WHAT TO DO - How many lines in the items below contain the word "house", with case counting? Reply with the number alone.

DATASET ENTRIES -
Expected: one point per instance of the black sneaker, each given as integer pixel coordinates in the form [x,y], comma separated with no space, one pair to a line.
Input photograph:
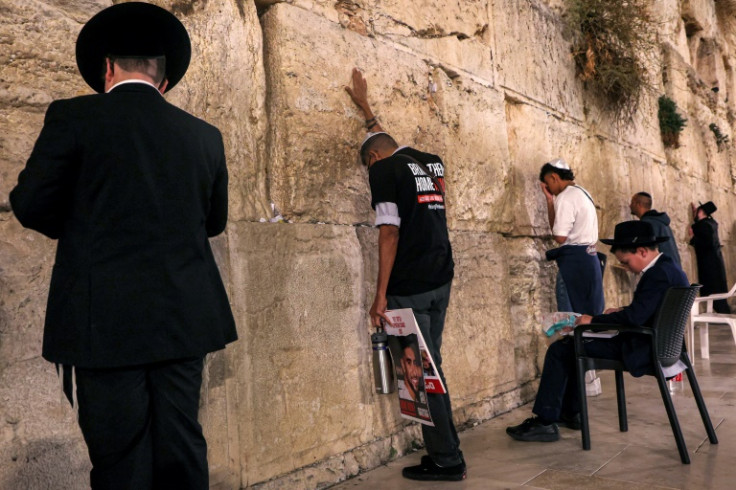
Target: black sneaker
[429,471]
[571,421]
[533,430]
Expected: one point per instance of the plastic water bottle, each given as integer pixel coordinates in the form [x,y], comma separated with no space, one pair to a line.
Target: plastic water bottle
[675,384]
[383,369]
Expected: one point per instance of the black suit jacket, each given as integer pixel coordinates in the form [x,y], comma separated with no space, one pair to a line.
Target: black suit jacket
[132,187]
[642,311]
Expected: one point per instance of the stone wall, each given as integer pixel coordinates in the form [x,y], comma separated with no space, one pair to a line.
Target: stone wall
[489,85]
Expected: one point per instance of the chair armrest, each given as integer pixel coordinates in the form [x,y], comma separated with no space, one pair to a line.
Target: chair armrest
[713,297]
[600,327]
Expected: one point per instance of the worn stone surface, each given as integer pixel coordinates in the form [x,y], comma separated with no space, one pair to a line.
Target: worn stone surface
[489,86]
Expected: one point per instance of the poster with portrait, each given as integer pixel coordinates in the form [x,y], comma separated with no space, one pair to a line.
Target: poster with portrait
[416,373]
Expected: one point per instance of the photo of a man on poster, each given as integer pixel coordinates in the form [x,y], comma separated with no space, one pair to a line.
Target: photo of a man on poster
[411,367]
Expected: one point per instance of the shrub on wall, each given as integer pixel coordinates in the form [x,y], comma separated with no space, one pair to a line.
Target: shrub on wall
[721,139]
[612,45]
[671,122]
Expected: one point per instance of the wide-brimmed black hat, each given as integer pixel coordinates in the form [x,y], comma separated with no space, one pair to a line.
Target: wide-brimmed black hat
[634,234]
[708,208]
[133,29]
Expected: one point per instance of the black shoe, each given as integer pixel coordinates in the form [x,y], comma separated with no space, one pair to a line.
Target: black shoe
[571,421]
[533,430]
[428,470]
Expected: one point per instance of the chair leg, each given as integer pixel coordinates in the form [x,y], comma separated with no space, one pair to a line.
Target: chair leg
[700,402]
[690,337]
[623,423]
[674,423]
[704,343]
[584,426]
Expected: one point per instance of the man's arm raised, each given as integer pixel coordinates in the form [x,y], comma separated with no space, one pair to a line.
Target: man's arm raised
[359,93]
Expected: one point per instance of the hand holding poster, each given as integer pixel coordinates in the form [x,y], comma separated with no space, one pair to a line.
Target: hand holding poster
[416,372]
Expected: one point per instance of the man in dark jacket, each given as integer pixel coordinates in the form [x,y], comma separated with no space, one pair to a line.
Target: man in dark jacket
[711,268]
[641,207]
[132,187]
[558,400]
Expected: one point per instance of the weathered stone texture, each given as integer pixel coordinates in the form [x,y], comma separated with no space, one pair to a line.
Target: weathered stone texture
[488,85]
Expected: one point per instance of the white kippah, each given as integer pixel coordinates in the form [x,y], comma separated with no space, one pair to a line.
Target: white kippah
[369,136]
[559,163]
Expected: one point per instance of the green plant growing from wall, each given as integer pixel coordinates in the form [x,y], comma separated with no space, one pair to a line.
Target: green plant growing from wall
[613,43]
[721,139]
[671,122]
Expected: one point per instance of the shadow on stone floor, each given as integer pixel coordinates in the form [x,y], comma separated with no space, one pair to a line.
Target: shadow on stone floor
[643,458]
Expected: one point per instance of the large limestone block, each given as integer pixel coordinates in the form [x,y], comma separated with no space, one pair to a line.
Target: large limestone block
[36,66]
[453,34]
[478,333]
[225,85]
[40,443]
[314,175]
[423,19]
[533,58]
[534,137]
[304,380]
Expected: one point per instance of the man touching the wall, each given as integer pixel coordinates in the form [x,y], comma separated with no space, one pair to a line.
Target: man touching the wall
[415,266]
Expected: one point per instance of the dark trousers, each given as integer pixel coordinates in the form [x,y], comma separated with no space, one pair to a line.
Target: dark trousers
[558,390]
[140,425]
[442,442]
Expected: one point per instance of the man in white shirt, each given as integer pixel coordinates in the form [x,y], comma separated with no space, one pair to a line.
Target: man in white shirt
[636,247]
[574,223]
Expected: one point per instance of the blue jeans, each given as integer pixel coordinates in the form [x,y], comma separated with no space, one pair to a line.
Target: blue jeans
[442,442]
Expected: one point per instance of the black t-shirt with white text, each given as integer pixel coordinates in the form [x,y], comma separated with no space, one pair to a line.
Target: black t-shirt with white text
[424,256]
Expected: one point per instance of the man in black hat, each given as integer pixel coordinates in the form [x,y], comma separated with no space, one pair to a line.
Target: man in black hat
[636,248]
[641,207]
[132,187]
[711,268]
[415,266]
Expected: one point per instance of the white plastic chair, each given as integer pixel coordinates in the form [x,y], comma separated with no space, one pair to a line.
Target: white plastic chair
[708,317]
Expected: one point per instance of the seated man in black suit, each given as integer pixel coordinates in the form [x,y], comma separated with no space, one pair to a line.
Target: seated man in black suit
[558,400]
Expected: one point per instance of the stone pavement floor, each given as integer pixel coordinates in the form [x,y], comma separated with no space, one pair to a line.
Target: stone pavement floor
[645,457]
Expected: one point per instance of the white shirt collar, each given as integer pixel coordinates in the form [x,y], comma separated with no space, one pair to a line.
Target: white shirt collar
[651,264]
[132,80]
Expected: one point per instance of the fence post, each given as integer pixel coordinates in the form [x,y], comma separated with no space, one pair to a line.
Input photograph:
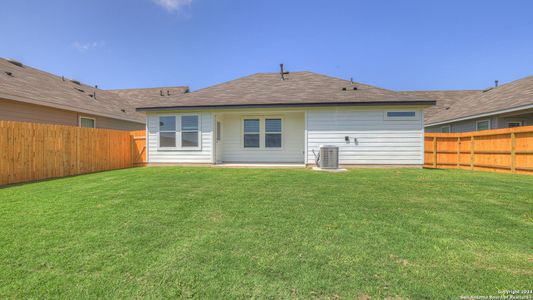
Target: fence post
[132,140]
[472,152]
[434,152]
[458,152]
[513,152]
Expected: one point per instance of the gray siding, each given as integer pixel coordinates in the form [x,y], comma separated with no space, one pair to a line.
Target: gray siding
[25,112]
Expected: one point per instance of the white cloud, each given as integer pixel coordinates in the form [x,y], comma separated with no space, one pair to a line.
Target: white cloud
[173,5]
[83,47]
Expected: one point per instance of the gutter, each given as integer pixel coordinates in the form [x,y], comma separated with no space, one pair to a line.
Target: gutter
[528,106]
[312,104]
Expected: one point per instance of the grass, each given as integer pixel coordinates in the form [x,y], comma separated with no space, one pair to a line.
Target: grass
[243,233]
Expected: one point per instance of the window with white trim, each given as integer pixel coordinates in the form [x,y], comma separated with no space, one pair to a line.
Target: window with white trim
[273,133]
[167,132]
[512,124]
[189,131]
[483,125]
[251,136]
[86,122]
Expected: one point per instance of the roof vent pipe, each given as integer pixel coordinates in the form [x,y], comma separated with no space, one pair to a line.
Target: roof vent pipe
[282,72]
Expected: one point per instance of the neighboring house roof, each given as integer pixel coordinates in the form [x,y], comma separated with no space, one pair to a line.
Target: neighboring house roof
[298,88]
[445,100]
[147,96]
[26,84]
[515,95]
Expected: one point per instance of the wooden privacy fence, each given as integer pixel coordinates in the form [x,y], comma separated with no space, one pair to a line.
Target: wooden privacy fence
[501,150]
[31,151]
[138,140]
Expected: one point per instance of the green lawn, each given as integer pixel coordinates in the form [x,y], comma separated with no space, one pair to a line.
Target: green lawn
[245,233]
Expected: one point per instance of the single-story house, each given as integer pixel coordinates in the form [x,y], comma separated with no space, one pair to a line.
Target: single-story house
[282,118]
[504,106]
[31,95]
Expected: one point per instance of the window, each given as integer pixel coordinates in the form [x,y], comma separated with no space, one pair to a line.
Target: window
[401,115]
[273,133]
[483,125]
[514,124]
[251,133]
[167,132]
[189,131]
[87,122]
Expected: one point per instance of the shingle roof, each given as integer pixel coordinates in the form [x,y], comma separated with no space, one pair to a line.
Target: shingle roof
[298,88]
[147,96]
[515,94]
[445,100]
[30,85]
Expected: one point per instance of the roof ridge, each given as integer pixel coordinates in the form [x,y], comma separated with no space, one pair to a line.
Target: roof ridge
[422,91]
[150,88]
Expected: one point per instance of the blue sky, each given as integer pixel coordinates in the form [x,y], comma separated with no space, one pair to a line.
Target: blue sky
[402,45]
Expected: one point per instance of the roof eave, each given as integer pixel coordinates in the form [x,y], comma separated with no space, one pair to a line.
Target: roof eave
[488,114]
[268,105]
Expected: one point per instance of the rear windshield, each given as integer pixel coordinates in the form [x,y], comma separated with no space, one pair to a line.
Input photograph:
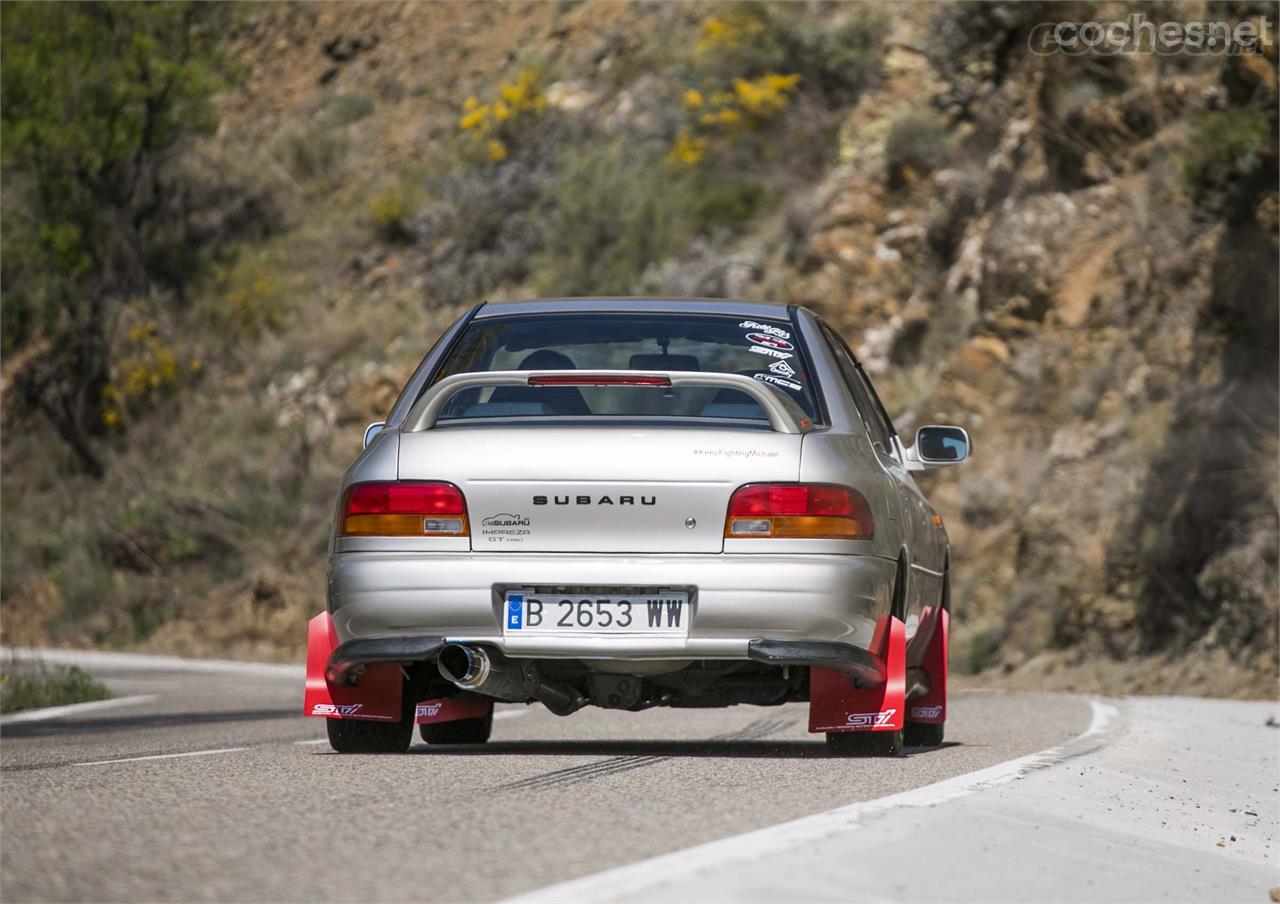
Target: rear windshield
[762,348]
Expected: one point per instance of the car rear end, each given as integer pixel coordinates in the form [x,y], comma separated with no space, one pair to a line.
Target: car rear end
[611,500]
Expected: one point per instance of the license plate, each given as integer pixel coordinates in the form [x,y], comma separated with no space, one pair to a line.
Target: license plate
[595,613]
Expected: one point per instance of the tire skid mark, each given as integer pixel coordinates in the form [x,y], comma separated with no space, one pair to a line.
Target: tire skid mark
[571,775]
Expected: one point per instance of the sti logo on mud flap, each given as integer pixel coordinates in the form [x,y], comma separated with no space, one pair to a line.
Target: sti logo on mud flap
[769,341]
[871,720]
[336,710]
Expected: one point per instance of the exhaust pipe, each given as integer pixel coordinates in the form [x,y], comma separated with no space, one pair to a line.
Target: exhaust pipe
[492,674]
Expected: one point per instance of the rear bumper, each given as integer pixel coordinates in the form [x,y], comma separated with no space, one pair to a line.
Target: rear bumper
[734,599]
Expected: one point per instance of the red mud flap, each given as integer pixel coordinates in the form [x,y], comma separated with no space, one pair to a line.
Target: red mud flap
[932,708]
[836,704]
[451,710]
[378,695]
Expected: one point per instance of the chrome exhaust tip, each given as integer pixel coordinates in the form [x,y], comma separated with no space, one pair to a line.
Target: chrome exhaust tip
[465,666]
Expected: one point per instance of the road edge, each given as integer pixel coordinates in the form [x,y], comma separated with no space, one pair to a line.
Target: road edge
[666,868]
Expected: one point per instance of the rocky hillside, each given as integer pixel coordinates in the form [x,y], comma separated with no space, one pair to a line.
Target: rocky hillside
[1073,256]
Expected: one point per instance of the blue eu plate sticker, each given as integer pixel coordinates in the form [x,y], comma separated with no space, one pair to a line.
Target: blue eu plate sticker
[515,612]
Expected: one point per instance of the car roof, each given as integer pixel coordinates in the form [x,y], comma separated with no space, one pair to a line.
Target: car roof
[608,305]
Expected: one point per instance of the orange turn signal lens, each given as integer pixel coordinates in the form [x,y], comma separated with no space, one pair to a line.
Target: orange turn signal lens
[405,508]
[799,511]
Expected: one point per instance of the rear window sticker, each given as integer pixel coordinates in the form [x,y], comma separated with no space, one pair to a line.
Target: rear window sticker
[778,382]
[769,341]
[766,328]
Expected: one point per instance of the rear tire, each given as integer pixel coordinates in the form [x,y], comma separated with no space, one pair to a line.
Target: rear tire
[865,743]
[350,735]
[920,734]
[460,731]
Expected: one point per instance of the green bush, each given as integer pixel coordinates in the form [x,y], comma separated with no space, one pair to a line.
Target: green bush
[99,100]
[613,213]
[68,685]
[725,204]
[1225,145]
[915,146]
[312,156]
[753,39]
[391,213]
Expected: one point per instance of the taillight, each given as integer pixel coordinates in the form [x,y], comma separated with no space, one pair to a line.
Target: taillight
[405,508]
[799,511]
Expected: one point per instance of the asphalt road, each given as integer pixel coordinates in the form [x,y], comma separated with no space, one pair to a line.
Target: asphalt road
[95,806]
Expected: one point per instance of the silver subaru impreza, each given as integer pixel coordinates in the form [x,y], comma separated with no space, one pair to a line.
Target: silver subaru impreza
[632,503]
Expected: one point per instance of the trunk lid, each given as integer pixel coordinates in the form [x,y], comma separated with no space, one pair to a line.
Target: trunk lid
[609,489]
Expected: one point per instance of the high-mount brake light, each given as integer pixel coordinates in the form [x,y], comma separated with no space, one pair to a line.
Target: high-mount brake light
[799,511]
[602,380]
[405,508]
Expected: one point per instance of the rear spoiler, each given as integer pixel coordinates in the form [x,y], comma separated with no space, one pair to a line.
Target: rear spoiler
[784,414]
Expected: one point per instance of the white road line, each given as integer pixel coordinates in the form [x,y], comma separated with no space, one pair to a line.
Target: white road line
[94,658]
[163,756]
[647,875]
[74,708]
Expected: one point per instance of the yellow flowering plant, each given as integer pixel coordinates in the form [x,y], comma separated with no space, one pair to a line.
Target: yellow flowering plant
[496,124]
[147,371]
[718,115]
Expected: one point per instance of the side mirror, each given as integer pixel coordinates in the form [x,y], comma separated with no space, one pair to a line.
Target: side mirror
[937,447]
[373,430]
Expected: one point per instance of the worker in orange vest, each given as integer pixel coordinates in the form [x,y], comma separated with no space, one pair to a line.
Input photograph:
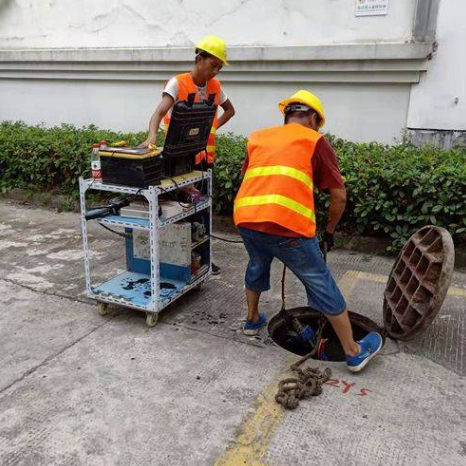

REPLY TO THE EXERCISE - 4